### Textauszug:
Die strategisch taktischen Spielchen des Bundesrats

Die Schweiz dürfte künftig mehr und nicht weniger Geld für das Militär ausgeben. (Bild: VBS)

Die Schweiz steht finanziell mit dem Rücken zur Wand. Doch beim Sparen macht der Bundesrat bloss Spielchen, wie Beispiele zur EU und zur Kürzung des Wehretats zeigen.

Der Bundesrat denkt eigentlich strategisch, doch wenn es darauf ankommt, macht er taktische Spielchen. Dies können Bürgerinnen und Bürger am Sparwillen der Schweizer Regierung sehen.

Dort, wo im Haushalt gekürzt werden sollte, wie etwa beim Stellenwachstum in der Bundesverwaltung, wird es nicht getan.

Schuldenbremse dehnen

Und dort, wo kaum gespart werden kann, reduziert der Bundesrat einfach das Budget.

Dies dürfte einerseits daher geschehen, weil die Auswirkungen der Sparübungen langfristig und vor allem beim Volk nicht sofort spürbar sind.

Andererseits, wenn die Kosten dann doch anfallen, ist es ja dringlich und da kann dann die Landesführung nichts dafür, falls die Schuldenbremse nicht eingehalten wird.

Pflichtbeitrag ohne Pflicht

All dies zeigt sich deutlich beim Pflichtbeitrag der Schweiz zum EU-Forschungsprogramm Horizon und beim Wehretat.

Bei beiden werden laut der Administration im Finanzplan einfach gekürzt, weil die Schweiz finanziell mit dem Rücken zur Wand steht, wie muula.ch unlängst berichtete.

Der Schweizer Pflichtbeitrag, der für eine Assoziierung an das europäische Forschungsrahmenprogramm Horizon Europe notwendig gewesen wäre, solle ab 2024 nicht mehr budgetiert werden, hiess es lapidar.

Vorsichtige Buchhaltung

Der Bundesrat strebe die Assoziierung zwar weiterhin an, die EU sei zurzeit aber diesbezüglich nicht gesprächsbereit. Die Schweizer Regierung schiebt den Schwarzen Peter also einfach weiter. Die Massnahme bringt immerhin 0,6 Milliarden Franken an finanzieller Frischluft für die Schweiz.

Will die EU dann plötzlich doch mit der Schweiz reden oder willigt das Land dann überraschend doch zur langfristigen Zahlung ein, wäre die Budgetüberschreitung ja positiv für die Schweiz und die Ausgaben erwünscht. Der Bundesrat kann dann ja nichts dafür.

Auch ist unklar, warum der Bundesrat sich den Beitritt zum Horizon-Programm wünscht, die Gelder dafür aber gar nicht mehr bereithält. Ein vorsichtiger Kaufmann würde wahrscheinlich anders budgetieren.

### Auflistung:
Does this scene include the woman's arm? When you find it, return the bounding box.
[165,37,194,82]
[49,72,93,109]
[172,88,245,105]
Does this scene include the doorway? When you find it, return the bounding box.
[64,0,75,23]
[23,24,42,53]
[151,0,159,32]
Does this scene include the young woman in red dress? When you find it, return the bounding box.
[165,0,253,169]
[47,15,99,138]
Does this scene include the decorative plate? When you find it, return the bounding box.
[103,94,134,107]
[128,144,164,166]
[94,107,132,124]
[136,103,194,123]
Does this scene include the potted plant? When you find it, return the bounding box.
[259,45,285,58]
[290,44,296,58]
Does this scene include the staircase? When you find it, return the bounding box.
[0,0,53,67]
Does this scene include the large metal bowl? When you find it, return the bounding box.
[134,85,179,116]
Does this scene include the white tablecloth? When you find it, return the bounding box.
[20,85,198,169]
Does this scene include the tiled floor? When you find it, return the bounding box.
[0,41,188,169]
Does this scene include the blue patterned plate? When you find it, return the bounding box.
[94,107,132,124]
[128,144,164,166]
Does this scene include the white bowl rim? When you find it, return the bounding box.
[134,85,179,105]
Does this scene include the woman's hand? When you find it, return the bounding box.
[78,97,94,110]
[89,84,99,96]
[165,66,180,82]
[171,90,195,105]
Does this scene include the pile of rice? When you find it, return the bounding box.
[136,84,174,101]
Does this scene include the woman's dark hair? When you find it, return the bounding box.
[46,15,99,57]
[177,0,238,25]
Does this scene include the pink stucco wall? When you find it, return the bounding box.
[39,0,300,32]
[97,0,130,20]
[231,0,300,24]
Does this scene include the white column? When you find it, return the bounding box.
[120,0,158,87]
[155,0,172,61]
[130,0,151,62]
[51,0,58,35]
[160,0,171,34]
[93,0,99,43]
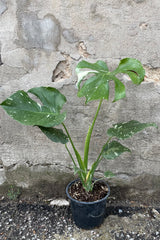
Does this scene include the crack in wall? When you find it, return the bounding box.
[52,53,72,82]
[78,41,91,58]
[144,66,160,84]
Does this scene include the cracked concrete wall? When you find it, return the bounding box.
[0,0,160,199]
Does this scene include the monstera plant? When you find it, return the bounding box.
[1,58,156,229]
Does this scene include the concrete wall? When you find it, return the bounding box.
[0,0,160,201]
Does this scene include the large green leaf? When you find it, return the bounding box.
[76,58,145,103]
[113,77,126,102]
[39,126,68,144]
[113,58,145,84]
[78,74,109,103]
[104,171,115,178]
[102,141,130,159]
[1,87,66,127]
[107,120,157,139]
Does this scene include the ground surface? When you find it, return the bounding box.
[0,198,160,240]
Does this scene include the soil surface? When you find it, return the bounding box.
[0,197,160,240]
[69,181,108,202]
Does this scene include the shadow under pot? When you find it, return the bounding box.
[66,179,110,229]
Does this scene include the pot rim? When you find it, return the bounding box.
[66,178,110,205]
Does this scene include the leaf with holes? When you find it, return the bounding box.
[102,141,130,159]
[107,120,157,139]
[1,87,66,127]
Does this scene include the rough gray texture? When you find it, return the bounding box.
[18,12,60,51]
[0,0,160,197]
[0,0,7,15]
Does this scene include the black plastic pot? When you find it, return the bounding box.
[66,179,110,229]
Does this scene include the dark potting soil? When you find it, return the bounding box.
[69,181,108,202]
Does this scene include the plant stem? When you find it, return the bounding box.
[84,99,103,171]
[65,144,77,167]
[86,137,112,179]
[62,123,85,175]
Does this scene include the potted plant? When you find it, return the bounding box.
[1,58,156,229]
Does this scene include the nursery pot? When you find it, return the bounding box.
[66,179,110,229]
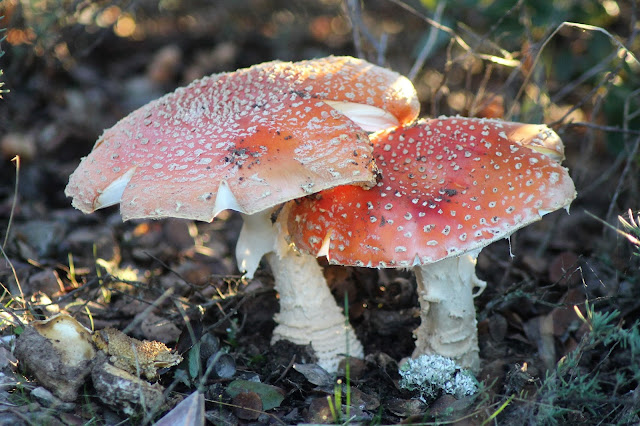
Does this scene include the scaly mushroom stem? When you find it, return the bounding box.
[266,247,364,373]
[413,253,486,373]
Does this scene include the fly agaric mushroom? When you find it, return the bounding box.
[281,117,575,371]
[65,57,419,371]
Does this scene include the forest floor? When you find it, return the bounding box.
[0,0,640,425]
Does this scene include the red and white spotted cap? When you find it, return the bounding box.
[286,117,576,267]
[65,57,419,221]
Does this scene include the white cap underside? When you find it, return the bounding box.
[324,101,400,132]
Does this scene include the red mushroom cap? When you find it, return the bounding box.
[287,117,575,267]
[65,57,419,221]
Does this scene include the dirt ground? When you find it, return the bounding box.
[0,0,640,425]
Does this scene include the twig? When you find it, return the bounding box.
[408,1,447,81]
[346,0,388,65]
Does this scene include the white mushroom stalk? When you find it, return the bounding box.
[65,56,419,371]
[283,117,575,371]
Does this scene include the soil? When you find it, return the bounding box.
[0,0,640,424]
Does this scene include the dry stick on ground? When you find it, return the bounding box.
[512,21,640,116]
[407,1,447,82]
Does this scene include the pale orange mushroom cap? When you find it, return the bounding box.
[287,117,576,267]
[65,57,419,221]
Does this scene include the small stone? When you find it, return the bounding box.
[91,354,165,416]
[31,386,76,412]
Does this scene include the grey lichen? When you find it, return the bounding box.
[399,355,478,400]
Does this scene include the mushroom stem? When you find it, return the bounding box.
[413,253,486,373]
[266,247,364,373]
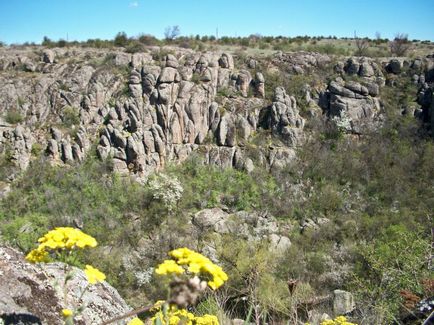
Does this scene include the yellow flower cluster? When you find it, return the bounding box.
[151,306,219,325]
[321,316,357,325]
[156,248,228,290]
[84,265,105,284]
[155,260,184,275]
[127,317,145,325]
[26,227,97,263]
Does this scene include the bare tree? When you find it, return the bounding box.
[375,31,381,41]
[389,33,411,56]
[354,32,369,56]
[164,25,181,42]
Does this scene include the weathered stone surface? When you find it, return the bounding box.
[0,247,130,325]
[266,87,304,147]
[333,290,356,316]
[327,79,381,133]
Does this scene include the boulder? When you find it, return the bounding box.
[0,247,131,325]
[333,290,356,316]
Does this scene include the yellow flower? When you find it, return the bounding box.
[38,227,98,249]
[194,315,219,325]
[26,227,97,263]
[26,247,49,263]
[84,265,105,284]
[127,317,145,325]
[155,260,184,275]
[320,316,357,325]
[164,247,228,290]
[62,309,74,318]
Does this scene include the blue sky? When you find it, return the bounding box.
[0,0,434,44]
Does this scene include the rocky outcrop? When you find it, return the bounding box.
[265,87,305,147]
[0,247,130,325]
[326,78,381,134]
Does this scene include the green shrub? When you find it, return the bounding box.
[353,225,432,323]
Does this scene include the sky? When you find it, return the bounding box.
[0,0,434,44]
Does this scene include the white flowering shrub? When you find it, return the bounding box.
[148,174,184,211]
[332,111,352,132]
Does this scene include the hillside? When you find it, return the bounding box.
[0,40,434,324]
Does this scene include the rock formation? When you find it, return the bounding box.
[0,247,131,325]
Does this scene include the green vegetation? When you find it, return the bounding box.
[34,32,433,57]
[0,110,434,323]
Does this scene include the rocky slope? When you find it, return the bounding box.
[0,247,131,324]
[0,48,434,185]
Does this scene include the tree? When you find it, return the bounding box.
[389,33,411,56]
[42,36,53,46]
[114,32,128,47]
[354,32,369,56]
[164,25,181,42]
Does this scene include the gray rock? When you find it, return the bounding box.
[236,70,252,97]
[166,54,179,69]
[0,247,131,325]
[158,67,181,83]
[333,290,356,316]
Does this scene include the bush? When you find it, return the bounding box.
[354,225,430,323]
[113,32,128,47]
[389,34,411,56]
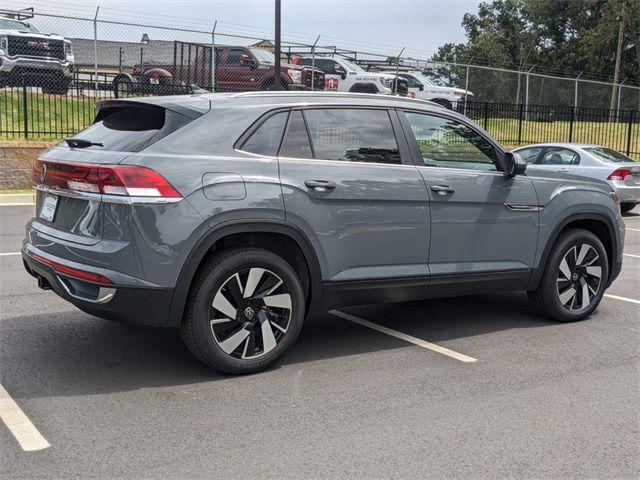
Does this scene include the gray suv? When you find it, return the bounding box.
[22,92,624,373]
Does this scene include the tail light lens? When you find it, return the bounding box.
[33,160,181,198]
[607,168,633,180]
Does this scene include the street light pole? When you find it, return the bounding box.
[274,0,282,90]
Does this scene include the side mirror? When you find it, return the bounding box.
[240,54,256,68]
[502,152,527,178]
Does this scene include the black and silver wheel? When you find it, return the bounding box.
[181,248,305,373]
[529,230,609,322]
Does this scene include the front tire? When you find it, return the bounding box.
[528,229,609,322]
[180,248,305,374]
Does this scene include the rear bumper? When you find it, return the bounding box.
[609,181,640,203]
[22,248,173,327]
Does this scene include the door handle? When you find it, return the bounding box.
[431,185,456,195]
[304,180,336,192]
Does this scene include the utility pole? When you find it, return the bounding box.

### Aufgaben:
1) Gib den Text über die Sparpolitik des Bundesrats von "Und dort, wo" bis einschließlich "und beim Wehretat." wortgetreu wieder.
2) Wie viel Geld bringt laut dem Text über die Sparpolitik des Bundesrats der Verzicht auf die Budgetierung des Horizon-Pflichtbeitrags?
3) Führe den Text über die Sparpolitik des Bundesrats im Anschluss an seinen letzten Satz weiter.

### Antworten:
1)
Und dort, wo kaum gespart werden kann, reduziert der Bundesrat einfach das Budget.

Dies dürfte einerseits daher geschehen, weil die Auswirkungen der Sparübungen langfristig und vor allem beim Volk nicht sofort spürbar sind.

Andererseits, wenn die Kosten dann doch anfallen, ist es ja dringlich und da kann dann die Landesführung nichts dafür, falls die Schuldenbremse nicht eingehalten wird.

Pflichtbeitrag ohne Pflicht

All dies zeigt sich deutlich beim Pflichtbeitrag der Schweiz zum EU-Forschungsprogramm Horizon und beim Wehretat.

2) 0,6 Milliarden Franken.

3)
Aufstockung statt Kürzung

Und die Armeeausgaben sollen laut dem Bundesrat langsamer wachsen als im Finanzplan 2024-2026 vorgesehen. Für das Jahr 2024 sieht die Landesregierung ein Armeebudget von gut 5,6 Milliarden Franken vor, was aber heisst, dass 0,3 Milliarden Franken eingespart werden.

Doch jeder weiss, dass angesichts des Ukraine-Krieges auf die Schweiz, wie auf praktisch jedes Land, eigentlich höhere Verteidigungsausgaben zukommen.

Die Schweiz dürfte um eine Aufstockung ihres Militäretats kaum herumkommen, da sie ohnehin vergleichsweise wenig für die Landesverteidigung ausgibt und die Nachbarländer das Trittbrettfahrertum der Schweiz wegen ihrer leeren Kassen kaum akzeptieren werden.

BIP-Anteile erhöhen

Nato-Generalsekretär Jens Stoltenberg brachte es auf den Punkt.  Er rechnet damit, dass die Mitgliedstaaten der Allianz das Zwei-Prozent-Ausgabenziel vom jeweiligen Bruttoinlandprodukt BIP nach oben anpassen werden.

«Ich gehe davon aus, dass es ein neues Ziel bei Verteidigungsausgaben geben wird, wenn wir uns im Juli dieses Jahres zum Nato-Gipfel in Vilnius treffen», sagte Stoltenberg der Zeitung «Welt» vom Mittwoch.

«Das Zwei-Prozent-Ziel galt zunächst für ein Jahrzehnt, also bis 2024. Wir müssen es jetzt also aktualisieren.»

Erfolgreich mit Brutalität?

«Russland hat einen Angriffskrieg gegen eine unabhängige, souveräne Nation gestartet, und es wäre eine Tragödie für die Ukraine, wenn Präsident Putin damit durchkommt. Es wäre auch gefährlich für uns, denn dann würden Putin und andere autoritäre Regierungschefs wissen, dass sie ihre Ziele mit brutaler Gewalt erreichen können.», sagte Stoltenberg weiter.

Es liege deswegen in unser aller Sicherheitsinteresse, dafür zu sorgen, dass sich die Ukraine durchsetze.

Militärausgaben der Schweiz zum BIP
Militärausgaben Grossbritannien absolut und im Verhältnis zum BIP

«Die Autokraten dieser Welt schauen genau, wie wir auf diese Invasion reagieren. Wir haben zudem gelernt, dass Russland Energielieferungen als Waffe eingesetzt hat. Und auch China nutzt seine ökonomische Macht im Sinne seiner Interessen», hob der Nato-Chef hervor.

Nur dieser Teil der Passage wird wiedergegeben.